- Provided text
※

Home Video: 
Indispensable, yet still needing improvement

From the introduction of the Sony Betamax to the explosion of cable television to the current surge in the popularity of DVD, home video has been the biggest boon to the motion picture industry since the addition of sound.  Through this marvelous innovation, movies once lost to the past are seen again and again.  Filmmakers are influenced by new visions and ideas previously unavailable to them.  Creative artists are granted a new way to be compensated for their work, often for years and years after their creation takes shape.  Yet, despite the leaps and bounds this technology has enjoyed of late, this wonderful concept is still not without its flaws.

Home video has so changed to motion picture industry that the industry itself admits that they cannot survive without it.  Projected revenue from home video sales and rentals and cable television broadcast rights are factored into production budgets for current films, sometimes dictating whether films get made.  Films such as the sequels to F/X, Stuart Little and Final Destination owe their existence to the success of their predecessors on home video, not theatrical box office performance.  The Disney Company has found a new means of creating revenue by producing sequels to many of their animated classics, in addition to new animated films, that are marketed directly to home video, appealing to children, as well as parents eager to add to the power of their electronic baby-sitter.  Cable television networks such as Bravo and The Sundance Channel provide an outlet for low-budget, independent filmmakers to have their work seen, where in years past, such movies would only be seen in the art house theaters of the largest cities.

※

- Data lines
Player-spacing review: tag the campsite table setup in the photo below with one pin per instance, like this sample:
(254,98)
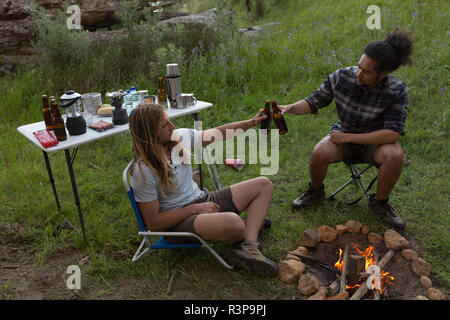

※

- Request
What does the home video essay say from "From the introduction" up to and including "without its flaws."? Copy that stretch word for word.

- Output of the exercise
From the introduction of the Sony Betamax to the explosion of cable television to the current surge in the popularity of DVD, home video has been the biggest boon to the motion picture industry since the addition of sound.  Through this marvelous innovation, movies once lost to the past are seen again and again.  Filmmakers are influenced by new visions and ideas previously unavailable to them.  Creative artists are granted a new way to be compensated for their work, often for years and years after their creation takes shape.  Yet, despite the leaps and bounds this technology has enjoyed of late, this wonderful concept is still not without its flaws.